Activity:
Give back exactly the lines that start at the one containing "Exercise. For every instance of the closet doorway" and run to the end of the material below, both ends included.
[[ Dataset entries, beginning ]]
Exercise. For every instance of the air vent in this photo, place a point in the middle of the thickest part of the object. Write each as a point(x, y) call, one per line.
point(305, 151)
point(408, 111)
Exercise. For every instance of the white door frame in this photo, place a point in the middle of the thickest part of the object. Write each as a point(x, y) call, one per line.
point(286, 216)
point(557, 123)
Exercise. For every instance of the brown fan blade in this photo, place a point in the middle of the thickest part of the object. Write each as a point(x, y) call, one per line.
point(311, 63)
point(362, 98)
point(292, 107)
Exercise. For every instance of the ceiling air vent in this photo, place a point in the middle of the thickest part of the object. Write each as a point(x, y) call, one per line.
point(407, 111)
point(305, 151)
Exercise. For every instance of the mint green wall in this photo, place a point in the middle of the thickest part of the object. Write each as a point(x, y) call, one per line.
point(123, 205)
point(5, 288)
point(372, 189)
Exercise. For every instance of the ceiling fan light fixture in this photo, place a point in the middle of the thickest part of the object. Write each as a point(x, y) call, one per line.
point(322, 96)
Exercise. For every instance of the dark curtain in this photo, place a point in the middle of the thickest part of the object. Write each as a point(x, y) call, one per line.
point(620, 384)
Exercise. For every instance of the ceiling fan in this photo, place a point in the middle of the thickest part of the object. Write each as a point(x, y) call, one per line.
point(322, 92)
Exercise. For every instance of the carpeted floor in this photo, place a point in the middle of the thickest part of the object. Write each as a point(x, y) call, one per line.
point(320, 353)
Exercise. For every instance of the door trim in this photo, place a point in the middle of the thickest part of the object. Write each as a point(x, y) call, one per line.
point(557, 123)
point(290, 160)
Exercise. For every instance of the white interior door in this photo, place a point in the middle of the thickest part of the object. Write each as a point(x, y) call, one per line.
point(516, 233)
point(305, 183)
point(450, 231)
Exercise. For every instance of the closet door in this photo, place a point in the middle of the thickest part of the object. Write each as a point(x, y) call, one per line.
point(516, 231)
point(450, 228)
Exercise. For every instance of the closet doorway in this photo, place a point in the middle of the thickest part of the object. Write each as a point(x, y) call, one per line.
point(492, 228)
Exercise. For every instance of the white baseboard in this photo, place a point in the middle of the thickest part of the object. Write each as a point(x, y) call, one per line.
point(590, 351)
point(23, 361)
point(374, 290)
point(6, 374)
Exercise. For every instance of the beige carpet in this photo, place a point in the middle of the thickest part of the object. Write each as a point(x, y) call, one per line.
[[ Dataset entries, end ]]
Exercise answer:
Exercise. For every instance of the closet doorway in this photo, place a point in the middle of the thickest part of the object. Write each as a point(x, y) call, one per line.
point(492, 228)
Exercise. For every instance of the white baseboard in this photo, place a point in the middle of the thickest part of the object. Write each as a point(x, y) call, one per line.
point(590, 351)
point(23, 361)
point(374, 290)
point(6, 374)
Exercise. For every instance of the beige carpet in this photo, place a point in the middle of the thickest part of the object. Write each as a point(x, y) call, one per line.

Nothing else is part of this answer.